• Request
Please reproduce every one of the entries below word for word, with each line unchanged and in the same order.

• Data for the task
=-=-=-=-=

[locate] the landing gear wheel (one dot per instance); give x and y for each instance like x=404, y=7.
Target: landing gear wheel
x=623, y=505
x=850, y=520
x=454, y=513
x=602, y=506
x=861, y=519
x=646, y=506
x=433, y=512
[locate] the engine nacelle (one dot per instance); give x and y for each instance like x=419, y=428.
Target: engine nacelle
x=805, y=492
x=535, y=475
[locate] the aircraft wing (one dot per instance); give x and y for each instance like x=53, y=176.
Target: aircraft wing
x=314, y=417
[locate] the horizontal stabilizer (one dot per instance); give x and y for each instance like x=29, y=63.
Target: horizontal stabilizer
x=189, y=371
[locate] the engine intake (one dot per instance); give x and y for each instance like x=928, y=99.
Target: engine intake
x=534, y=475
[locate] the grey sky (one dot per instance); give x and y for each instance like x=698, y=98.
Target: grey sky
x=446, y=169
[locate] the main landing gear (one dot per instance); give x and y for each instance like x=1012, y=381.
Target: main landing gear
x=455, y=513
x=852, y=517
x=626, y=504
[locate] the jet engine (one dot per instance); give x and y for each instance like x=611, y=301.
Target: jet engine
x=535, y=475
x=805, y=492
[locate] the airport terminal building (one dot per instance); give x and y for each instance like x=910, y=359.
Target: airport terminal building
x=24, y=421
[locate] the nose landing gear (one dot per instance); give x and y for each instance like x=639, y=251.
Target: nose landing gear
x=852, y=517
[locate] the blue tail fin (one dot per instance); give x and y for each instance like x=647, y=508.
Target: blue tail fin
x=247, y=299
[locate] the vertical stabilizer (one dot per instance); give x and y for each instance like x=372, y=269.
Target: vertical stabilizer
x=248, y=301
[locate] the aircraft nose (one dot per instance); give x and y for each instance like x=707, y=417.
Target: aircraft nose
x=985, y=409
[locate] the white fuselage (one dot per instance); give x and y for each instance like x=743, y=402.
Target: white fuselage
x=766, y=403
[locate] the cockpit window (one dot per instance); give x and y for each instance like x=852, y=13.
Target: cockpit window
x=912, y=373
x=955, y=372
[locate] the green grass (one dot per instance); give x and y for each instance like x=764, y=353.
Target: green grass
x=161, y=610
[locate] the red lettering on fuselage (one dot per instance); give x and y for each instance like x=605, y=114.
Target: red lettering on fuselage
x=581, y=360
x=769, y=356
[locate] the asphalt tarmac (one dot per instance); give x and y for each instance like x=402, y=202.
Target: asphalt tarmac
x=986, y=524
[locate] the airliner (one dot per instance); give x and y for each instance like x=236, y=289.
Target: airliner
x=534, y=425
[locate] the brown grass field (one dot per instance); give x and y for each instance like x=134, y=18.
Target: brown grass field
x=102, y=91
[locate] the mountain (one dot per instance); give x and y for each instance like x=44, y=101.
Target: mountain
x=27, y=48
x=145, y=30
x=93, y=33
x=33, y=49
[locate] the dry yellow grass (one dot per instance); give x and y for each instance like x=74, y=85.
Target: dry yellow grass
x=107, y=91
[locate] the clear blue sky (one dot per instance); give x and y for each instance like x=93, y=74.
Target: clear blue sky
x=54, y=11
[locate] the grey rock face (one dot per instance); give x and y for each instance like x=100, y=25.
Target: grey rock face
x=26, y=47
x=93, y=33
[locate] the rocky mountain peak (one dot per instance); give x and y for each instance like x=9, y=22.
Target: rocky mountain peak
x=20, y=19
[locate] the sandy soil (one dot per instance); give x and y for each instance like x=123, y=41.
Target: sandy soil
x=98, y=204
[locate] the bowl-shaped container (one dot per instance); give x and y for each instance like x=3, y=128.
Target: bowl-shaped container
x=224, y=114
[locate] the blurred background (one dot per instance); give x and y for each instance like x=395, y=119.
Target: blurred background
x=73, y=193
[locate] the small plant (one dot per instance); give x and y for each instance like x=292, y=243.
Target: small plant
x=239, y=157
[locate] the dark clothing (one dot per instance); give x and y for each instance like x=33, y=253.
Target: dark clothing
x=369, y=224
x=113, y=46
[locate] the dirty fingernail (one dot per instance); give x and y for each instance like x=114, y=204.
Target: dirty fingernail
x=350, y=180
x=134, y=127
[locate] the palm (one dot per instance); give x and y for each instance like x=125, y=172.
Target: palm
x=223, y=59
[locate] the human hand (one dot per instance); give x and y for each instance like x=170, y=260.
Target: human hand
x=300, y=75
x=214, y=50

=-=-=-=-=

• Expected answer
[locate] the landing gear wheel (one dot per instance); give x and y for each instance like x=404, y=7.
Target: landing gear wheel
x=623, y=505
x=850, y=520
x=454, y=513
x=602, y=506
x=861, y=519
x=646, y=506
x=433, y=512
[locate] the engine nacelle (one dot per instance); give x and y for each instance like x=419, y=428.
Target: engine nacelle
x=805, y=492
x=535, y=475
[locate] the aircraft wing (one dot per instance); give x and y for each instance like x=53, y=176.
Target: aircraft wing
x=314, y=417
[locate] the horizontal stabilizer (one dot per instance); give x and y for each instance like x=29, y=63.
Target: horizontal stabilizer
x=189, y=371
[locate] the engine intake (one dot per instance); give x and y for each instance like x=928, y=99.
Target: engine intake
x=534, y=475
[locate] the grey sky (one dot per instance); give x and y for each instance like x=698, y=98.
Target: grey sky
x=446, y=169
[locate] the main landing gear (one dot per instance); give x and y for each instance like x=1012, y=381.
Target: main landing gear
x=455, y=513
x=852, y=517
x=626, y=504
[locate] the jet engine (one dot per instance); give x and y for each instance like x=611, y=301.
Target: jet engine
x=535, y=475
x=805, y=492
[locate] the airport terminal building (one dot per instance); give x and y for each instance like x=910, y=359.
Target: airport terminal building
x=24, y=421
[locate] the nose landing gear (one dot per instance); give x and y for each instance like x=639, y=251.
Target: nose landing gear
x=852, y=517
[locate] the blue tail fin (one dot per instance); give x and y for each instance like x=647, y=508.
Target: blue tail fin
x=247, y=299
[locate] the vertical stabilizer (one dot per instance); give x and y for each instance like x=372, y=269.
Target: vertical stabilizer
x=248, y=301
[locate] the aircraft nose (one dot per instance); give x and y for each instance like x=707, y=417.
Target: aircraft nose
x=985, y=409
[locate] the white fuselage (one dot per instance); give x and y for each instance like x=743, y=402.
Target: white fuselage
x=766, y=403
[locate] the cockpit window (one dot per instance); give x and y for each instance like x=852, y=13.
Target: cockpit window
x=912, y=373
x=955, y=372
[locate] the green grass (one dot per instance); give x and y for each instance like x=764, y=353.
Target: green grass
x=161, y=610
[locate] the red lettering on fuselage (one dot per instance); give x and y for each instance like x=605, y=114.
Target: red lettering on fuselage
x=581, y=360
x=769, y=356
[locate] the asphalt tarmac (one dot per instance); give x and y for each instance like x=402, y=202.
Target: asphalt tarmac
x=986, y=524
[locate] the airliner (one dot per instance); give x and y for each instance like x=236, y=289.
Target: airliner
x=534, y=425
[locate] the brown grass field (one dot per instance); give x and y for each instance like x=134, y=18.
Target: brown grass field
x=102, y=91
[locate] the mountain (one dot per instance); give x and y for each instance like x=44, y=101.
Target: mountain
x=27, y=48
x=145, y=30
x=93, y=33
x=33, y=49
[locate] the dry yellow grass (one dot per instance); give x and y for each instance like x=74, y=85.
Target: dry yellow grass
x=107, y=91
[locate] the clear blue sky (one dot per instance); give x and y for each instance like x=93, y=74.
Target: clear blue sky
x=54, y=11
[locate] the grey rock face (one dot per instance); give x and y for each instance like x=100, y=25.
Target: grey rock face
x=26, y=47
x=93, y=33
[locate] the rocky mountain peak (one dot per instance); give x and y for each instance like x=9, y=22.
Target: rocky mountain peak
x=20, y=19
[locate] the sandy soil (one dot per instance); give x and y for each instance like x=123, y=41.
Target: sandy soil
x=98, y=204
[locate] the bowl-shaped container (one dot per instance); give x and y for each instance like x=3, y=128.
Target: bowl-shaped container
x=224, y=114
[locate] the blurred background (one dot per instance); give x and y for each instance like x=395, y=119.
Target: blurred background
x=73, y=193
[locate] the small plant (one dot per instance); give x and y for each instance like x=292, y=243.
Target: small plant
x=239, y=157
[locate] the dark clothing (one dot per instance); give x and y for each instance like x=33, y=253.
Target: dark clothing
x=369, y=224
x=113, y=46
[locate] the dirty fingernail (one dot per instance); give x and y for each instance like x=114, y=204.
Target: dirty fingernail
x=350, y=180
x=134, y=127
[locate] the palm (one dot per instance); give x and y for each instance like x=125, y=172.
Target: palm
x=223, y=59
[locate] the human hand (one dot per instance); give x and y for each instance like x=170, y=260.
Target: human hand
x=300, y=75
x=214, y=50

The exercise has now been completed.